LONDON - Muslims around the world are celebrating Eid al-Adha, the feast of sacrifice, the second of two Islamic holidays celebrated worldwide marking the end of the annual pilgrimage or Hajj to the Saudi holy city of Mecca.

Across the world men, women and children prayed and sacrificed animals as part of the celebrations.

Eid al-Adha is the holiest of the two Muslims holidays celebrated each year.

Prayers were held in Myanmar, Azerbaijan and Iraq, while in India police frisked worshippers as they entered mosques amid growing criticism of the treatment of Muslims under Prime Minister Modi's right-wing Hindu nationalist regime.

Some Muslims slaughter a sacrificial animal and split the meat into three parts, one for the family, one for friends and relatives, and one for the poor.

The act is done to honour willingness of Ibrahim to sacrifice his son as an act of obedience to God's command, as told in the Quran. However, before he was able to sacrifice his son, God provided him with a sheep to kill instead.

§ To do
Decide whether each statement below agrees with the Eid al-Adha report above, answering yes or no and quoting the words of the report that settle it. 1. Police in India searched worshippers as they went into mosques. 2. The meat of a sacrificed animal is divided into two parts. 3. God gave Ibrahim a goat to kill in place of his son.

§ Given information
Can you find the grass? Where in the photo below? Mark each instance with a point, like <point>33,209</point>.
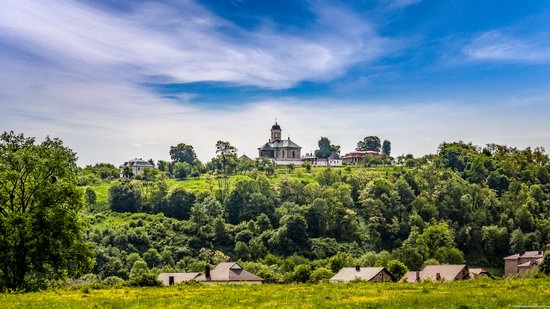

§ The response
1. Yes: "in India police frisked worshippers as they entered mosques"
2. No: "split the meat into three parts"
3. No: "God provided him with a sheep to kill instead"